### JOB
Pull out every line of the rows below that contains the word "blue".

**** RECORDED DATA ****

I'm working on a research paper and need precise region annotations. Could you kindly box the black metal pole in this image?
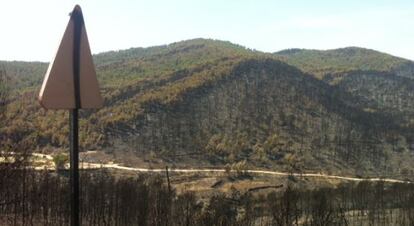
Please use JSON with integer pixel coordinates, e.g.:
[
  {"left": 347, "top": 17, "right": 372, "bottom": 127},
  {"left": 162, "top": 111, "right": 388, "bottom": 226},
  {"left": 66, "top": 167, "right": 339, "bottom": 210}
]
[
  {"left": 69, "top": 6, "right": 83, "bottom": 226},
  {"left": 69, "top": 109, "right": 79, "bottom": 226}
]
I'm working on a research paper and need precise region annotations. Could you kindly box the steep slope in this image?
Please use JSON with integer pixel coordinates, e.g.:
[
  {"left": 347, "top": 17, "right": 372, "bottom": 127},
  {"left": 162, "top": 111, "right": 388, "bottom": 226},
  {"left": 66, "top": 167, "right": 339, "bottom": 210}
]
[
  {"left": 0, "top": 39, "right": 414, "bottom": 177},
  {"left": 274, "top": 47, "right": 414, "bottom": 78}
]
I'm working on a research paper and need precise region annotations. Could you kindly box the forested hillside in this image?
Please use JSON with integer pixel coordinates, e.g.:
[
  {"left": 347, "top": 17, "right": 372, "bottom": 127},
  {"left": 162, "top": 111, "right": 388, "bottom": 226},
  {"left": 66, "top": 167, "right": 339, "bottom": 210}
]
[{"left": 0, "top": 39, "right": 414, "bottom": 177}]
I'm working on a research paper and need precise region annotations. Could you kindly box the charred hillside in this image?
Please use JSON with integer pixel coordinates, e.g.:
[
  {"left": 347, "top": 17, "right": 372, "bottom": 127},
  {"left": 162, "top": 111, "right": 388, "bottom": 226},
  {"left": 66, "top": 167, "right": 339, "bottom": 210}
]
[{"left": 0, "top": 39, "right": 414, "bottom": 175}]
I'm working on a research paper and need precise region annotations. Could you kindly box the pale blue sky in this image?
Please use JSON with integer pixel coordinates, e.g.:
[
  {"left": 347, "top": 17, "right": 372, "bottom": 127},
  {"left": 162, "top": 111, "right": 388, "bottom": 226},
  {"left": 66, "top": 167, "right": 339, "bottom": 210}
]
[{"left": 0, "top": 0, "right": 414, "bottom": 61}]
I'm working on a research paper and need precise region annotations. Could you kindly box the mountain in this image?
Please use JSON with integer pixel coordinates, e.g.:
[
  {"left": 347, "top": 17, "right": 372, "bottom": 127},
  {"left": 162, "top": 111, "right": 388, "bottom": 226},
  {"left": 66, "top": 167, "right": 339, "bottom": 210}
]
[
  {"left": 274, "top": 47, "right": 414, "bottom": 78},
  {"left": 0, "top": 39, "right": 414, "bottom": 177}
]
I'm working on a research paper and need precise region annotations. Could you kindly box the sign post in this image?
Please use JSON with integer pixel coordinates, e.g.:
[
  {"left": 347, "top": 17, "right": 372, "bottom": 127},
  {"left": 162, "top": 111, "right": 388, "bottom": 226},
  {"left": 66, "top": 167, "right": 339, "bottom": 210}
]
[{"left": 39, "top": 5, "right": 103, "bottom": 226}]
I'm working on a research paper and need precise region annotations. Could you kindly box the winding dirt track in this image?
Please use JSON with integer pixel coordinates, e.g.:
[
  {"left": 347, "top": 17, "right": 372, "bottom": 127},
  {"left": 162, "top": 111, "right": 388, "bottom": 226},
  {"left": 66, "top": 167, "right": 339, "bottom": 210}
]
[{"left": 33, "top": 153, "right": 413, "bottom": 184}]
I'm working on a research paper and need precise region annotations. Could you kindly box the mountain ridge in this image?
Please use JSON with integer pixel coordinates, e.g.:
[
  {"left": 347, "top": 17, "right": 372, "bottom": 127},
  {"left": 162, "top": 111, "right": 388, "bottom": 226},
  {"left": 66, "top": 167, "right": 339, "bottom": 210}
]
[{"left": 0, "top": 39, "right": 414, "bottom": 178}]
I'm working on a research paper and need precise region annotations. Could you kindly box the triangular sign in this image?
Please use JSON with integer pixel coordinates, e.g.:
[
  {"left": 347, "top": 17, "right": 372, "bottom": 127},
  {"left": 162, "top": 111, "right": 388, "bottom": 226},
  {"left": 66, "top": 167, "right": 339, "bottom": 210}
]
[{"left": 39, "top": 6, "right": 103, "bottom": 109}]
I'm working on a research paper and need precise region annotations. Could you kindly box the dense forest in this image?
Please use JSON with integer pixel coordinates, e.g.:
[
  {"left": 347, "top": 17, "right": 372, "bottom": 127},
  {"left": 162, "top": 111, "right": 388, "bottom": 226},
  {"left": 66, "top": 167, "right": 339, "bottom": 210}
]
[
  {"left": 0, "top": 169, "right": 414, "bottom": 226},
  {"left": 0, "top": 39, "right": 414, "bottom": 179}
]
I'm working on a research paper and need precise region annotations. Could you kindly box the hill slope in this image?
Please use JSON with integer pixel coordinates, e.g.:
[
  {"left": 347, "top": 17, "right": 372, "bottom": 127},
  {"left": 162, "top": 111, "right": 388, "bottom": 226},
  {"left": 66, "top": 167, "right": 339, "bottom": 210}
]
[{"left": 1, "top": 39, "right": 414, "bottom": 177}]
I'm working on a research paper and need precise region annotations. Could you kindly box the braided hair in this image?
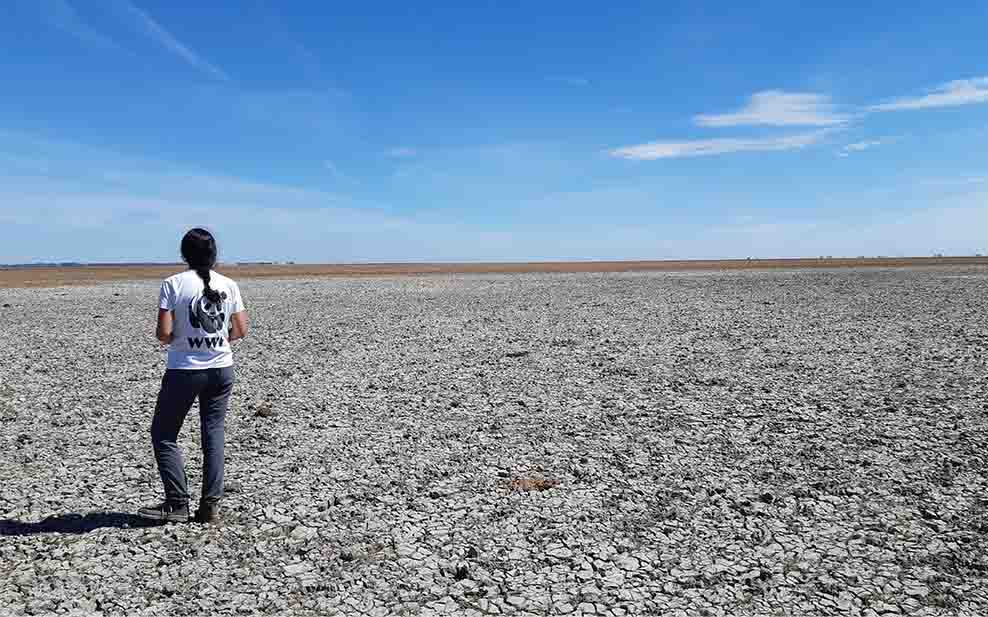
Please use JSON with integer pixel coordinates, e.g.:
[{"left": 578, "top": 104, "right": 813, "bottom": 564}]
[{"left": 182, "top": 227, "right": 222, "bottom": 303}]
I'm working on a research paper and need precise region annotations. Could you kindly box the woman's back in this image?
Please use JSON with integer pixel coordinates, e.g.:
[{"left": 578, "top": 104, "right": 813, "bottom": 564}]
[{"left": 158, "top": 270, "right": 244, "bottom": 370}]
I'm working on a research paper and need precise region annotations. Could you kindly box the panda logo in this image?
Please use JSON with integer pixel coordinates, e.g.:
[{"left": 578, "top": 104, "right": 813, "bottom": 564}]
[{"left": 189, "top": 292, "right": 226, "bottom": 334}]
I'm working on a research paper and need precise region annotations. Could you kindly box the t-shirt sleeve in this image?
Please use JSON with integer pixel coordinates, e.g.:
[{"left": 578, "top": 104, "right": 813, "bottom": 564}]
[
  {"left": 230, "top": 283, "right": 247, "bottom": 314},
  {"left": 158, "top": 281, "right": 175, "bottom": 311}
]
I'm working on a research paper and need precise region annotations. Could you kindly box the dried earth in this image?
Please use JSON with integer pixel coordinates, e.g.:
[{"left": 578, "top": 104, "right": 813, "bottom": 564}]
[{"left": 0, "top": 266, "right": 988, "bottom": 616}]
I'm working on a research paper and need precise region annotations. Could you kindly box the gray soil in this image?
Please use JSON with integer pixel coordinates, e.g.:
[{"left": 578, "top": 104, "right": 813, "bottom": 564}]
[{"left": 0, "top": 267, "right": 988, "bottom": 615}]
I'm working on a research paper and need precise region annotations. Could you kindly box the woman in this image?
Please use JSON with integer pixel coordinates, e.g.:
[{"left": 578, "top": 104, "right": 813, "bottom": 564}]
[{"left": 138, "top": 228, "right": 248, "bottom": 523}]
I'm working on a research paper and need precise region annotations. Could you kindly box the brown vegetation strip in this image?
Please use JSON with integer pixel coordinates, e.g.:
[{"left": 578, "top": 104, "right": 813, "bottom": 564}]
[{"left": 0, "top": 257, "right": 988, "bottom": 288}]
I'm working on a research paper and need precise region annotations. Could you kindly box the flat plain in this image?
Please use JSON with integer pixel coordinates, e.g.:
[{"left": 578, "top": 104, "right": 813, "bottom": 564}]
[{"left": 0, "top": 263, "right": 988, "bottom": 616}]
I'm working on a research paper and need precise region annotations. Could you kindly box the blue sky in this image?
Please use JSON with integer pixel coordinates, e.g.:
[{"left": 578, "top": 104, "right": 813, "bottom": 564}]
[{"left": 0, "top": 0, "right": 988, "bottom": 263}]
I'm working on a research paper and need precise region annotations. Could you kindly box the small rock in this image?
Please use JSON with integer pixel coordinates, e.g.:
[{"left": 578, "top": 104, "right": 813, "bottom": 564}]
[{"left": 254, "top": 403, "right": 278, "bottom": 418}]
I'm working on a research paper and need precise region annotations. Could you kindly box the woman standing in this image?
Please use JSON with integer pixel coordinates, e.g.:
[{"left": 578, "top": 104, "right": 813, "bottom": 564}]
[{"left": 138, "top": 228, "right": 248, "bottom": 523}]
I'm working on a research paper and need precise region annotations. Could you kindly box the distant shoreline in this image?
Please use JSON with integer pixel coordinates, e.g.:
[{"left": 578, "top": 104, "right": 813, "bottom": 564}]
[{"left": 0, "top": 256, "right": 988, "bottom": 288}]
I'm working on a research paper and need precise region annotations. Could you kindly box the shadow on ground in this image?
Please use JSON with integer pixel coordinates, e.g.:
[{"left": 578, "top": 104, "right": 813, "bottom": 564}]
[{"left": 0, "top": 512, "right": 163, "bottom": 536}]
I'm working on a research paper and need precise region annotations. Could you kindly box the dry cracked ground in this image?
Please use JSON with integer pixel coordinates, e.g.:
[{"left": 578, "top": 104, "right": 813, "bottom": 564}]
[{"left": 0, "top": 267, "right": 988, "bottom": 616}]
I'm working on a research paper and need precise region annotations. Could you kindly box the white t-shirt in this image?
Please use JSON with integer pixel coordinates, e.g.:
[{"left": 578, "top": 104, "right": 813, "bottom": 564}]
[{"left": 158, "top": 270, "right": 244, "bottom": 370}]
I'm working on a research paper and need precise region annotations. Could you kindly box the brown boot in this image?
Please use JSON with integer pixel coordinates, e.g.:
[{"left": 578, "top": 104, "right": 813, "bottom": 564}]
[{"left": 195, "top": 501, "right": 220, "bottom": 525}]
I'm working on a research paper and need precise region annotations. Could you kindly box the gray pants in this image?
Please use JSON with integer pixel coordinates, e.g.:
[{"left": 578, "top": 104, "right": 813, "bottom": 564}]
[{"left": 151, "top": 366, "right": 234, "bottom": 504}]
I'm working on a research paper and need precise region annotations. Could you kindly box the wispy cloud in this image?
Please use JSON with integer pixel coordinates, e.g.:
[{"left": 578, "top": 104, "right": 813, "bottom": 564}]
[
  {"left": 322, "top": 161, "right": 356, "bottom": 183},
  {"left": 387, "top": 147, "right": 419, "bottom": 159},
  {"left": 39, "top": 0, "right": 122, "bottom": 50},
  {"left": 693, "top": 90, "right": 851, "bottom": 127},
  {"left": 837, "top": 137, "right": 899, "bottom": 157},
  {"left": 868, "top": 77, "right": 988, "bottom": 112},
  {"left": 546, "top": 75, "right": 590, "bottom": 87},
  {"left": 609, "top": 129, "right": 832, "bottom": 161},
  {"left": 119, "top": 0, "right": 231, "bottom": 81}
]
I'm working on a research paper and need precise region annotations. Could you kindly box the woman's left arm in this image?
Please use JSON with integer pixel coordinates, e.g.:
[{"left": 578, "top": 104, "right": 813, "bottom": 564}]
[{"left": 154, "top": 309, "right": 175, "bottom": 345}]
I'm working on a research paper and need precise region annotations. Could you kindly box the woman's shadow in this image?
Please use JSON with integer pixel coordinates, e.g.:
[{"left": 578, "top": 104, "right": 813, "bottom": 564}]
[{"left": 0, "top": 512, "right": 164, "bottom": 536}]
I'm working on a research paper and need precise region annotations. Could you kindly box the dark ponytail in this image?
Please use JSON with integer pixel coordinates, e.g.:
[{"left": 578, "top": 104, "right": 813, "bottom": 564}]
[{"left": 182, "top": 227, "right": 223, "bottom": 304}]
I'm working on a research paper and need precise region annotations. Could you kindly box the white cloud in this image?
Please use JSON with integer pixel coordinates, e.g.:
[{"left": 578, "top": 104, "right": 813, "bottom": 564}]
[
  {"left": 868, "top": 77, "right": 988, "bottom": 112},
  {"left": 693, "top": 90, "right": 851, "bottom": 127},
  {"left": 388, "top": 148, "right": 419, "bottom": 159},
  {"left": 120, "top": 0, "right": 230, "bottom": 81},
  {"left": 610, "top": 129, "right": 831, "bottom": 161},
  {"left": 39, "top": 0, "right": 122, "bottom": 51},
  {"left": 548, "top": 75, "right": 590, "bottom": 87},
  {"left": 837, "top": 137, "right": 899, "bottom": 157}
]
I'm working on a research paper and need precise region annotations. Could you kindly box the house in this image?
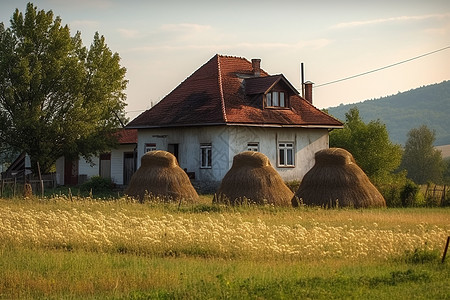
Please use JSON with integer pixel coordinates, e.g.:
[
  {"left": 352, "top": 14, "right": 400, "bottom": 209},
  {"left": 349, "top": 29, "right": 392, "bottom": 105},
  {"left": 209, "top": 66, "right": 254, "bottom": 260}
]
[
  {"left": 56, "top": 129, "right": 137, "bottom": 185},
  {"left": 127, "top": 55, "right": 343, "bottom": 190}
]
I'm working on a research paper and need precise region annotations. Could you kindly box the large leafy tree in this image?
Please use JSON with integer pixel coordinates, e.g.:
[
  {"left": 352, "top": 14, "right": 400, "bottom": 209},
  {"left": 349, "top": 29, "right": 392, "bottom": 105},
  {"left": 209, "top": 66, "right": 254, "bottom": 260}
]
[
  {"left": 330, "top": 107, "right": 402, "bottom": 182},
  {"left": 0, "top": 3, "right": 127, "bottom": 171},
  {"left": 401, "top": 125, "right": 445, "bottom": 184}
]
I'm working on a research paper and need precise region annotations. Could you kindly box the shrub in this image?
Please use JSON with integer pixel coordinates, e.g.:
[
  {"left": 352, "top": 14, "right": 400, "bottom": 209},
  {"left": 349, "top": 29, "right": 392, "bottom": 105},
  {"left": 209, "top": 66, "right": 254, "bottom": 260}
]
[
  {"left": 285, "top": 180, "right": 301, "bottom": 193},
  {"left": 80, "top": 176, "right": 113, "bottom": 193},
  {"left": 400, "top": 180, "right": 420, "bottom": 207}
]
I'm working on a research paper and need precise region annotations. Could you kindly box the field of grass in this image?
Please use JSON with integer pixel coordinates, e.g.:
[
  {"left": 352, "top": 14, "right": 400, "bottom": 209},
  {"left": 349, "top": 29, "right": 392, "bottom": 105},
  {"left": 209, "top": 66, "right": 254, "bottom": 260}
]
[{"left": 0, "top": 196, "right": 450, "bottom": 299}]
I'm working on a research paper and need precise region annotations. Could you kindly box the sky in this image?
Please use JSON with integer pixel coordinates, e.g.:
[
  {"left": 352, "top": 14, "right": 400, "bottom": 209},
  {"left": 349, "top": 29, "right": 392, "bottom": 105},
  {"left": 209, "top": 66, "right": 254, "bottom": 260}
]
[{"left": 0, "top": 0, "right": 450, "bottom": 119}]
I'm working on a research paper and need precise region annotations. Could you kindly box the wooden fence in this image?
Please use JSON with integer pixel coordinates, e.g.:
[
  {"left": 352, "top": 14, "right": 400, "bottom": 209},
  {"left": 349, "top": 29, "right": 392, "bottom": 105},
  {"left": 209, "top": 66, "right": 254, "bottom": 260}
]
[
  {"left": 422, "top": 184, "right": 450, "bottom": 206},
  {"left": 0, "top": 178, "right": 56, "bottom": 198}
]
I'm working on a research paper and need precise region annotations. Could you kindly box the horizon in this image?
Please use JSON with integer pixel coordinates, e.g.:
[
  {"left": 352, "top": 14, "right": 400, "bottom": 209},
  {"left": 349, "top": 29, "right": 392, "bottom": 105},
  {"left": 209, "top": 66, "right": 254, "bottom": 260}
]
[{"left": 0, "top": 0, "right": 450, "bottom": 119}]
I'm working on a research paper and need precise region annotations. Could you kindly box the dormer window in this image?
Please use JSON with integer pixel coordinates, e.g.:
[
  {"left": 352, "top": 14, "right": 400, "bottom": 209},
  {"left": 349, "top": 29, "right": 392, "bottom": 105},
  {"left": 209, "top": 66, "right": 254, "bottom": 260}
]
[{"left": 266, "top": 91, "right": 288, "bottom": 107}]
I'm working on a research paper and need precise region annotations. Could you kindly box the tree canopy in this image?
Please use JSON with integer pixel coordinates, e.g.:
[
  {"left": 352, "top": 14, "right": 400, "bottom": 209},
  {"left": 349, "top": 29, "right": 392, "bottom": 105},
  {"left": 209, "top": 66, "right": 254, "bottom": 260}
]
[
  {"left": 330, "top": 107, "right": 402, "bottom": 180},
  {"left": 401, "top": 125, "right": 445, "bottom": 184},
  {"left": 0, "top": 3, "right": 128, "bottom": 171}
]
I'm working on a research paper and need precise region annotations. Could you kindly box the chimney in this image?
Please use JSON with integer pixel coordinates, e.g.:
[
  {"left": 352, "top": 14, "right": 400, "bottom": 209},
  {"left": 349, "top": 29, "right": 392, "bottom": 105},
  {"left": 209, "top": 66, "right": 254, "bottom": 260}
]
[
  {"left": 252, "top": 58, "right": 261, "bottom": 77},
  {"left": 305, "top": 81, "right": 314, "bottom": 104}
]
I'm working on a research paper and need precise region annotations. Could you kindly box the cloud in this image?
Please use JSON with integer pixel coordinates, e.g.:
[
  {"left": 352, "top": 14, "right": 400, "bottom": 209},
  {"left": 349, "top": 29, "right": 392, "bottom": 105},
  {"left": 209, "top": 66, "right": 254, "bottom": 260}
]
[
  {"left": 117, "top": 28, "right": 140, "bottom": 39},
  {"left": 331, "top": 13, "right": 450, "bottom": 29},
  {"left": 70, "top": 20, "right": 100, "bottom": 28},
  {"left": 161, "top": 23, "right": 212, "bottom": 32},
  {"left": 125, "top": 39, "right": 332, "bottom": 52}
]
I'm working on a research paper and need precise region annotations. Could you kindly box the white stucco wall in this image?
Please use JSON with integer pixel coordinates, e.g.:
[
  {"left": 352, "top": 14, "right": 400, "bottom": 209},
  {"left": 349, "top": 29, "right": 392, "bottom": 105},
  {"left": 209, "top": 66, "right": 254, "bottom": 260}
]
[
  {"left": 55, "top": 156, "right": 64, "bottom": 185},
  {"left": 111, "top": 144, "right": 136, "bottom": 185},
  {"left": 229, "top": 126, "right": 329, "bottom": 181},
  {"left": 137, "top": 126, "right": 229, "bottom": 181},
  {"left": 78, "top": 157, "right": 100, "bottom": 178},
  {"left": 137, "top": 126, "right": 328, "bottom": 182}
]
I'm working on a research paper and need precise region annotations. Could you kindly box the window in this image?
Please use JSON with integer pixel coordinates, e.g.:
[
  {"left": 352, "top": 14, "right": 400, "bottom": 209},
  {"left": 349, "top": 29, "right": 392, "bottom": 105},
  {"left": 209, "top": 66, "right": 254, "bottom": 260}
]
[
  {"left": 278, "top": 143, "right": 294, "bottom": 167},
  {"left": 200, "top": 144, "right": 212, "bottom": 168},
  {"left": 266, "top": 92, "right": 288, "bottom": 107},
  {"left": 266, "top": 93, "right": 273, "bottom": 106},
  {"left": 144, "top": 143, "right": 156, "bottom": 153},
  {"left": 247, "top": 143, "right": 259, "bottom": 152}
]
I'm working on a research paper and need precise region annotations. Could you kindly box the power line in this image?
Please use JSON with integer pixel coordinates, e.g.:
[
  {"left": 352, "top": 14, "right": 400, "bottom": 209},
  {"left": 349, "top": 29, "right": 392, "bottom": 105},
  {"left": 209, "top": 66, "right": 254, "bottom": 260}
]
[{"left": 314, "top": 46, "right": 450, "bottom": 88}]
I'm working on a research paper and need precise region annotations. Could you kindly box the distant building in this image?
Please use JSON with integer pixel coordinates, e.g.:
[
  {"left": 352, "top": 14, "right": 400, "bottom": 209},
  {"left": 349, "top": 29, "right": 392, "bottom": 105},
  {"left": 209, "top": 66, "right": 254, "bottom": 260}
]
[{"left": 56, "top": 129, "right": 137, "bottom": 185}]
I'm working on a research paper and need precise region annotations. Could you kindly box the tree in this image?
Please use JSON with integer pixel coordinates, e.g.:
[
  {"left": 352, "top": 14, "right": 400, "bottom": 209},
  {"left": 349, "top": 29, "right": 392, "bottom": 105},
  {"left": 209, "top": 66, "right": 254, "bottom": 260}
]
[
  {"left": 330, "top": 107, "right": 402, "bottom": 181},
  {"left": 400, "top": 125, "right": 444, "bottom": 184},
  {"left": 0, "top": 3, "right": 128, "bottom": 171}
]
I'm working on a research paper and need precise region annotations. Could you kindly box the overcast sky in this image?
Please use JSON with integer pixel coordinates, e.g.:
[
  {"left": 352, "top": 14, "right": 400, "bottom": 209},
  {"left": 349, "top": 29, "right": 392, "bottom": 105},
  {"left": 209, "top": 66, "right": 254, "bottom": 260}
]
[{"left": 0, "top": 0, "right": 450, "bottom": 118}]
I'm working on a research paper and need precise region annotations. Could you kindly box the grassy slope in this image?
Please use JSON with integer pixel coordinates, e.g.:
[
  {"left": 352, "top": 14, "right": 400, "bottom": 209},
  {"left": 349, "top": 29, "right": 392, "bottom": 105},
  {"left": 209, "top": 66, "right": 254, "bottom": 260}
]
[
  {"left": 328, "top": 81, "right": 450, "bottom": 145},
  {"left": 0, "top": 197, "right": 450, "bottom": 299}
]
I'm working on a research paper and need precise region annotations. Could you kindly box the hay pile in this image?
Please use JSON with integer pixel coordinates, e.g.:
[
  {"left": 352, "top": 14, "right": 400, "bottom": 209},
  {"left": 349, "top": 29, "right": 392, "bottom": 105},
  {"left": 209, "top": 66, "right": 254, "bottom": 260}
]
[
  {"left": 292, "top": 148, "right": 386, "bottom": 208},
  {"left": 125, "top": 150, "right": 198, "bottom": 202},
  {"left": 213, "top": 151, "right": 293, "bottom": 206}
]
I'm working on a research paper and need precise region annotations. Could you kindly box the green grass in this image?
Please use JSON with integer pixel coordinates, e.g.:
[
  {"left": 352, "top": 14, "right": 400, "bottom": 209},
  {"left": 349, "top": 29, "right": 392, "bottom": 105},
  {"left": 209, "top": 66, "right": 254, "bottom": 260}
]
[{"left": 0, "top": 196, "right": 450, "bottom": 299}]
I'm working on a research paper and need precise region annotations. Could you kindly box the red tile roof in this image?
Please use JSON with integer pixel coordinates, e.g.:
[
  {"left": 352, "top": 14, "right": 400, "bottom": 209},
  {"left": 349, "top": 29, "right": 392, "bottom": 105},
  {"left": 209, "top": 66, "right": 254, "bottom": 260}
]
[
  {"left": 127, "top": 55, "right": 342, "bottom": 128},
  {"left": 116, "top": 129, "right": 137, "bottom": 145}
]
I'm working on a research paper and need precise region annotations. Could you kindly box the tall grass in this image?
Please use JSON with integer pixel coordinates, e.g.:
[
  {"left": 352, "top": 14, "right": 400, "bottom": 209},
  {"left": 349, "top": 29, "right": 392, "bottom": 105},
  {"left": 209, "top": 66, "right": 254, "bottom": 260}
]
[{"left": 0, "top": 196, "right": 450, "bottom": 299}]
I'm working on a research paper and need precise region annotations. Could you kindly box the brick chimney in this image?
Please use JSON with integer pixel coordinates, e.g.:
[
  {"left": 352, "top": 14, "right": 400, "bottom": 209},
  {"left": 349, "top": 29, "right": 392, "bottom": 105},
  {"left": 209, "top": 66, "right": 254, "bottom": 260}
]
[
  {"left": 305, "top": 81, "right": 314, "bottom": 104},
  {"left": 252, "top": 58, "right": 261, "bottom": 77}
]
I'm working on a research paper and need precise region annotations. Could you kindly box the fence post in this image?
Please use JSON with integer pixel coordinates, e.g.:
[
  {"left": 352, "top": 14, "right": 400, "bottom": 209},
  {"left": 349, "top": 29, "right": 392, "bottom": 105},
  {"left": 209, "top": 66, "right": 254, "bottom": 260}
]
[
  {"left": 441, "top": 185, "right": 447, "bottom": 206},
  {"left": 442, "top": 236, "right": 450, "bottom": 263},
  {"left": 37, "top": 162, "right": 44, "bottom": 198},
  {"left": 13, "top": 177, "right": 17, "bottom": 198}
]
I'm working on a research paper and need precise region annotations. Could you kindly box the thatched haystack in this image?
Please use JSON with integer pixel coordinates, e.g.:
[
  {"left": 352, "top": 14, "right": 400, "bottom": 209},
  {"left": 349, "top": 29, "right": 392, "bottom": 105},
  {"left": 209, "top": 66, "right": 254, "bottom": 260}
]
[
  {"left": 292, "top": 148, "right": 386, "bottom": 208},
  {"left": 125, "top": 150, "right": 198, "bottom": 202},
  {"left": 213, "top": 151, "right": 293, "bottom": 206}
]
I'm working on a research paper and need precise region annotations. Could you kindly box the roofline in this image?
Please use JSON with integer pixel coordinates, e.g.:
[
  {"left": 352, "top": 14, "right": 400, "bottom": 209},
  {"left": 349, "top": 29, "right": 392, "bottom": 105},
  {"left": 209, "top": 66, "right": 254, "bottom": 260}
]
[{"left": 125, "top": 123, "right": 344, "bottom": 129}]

****

### THE SOLUTION
I'm working on a research paper and need precise region annotations. Could you kindly box the pale blue sky in this image?
I'm working on a research paper and need precise region annotations. Could you kindly box the blue sky in this image?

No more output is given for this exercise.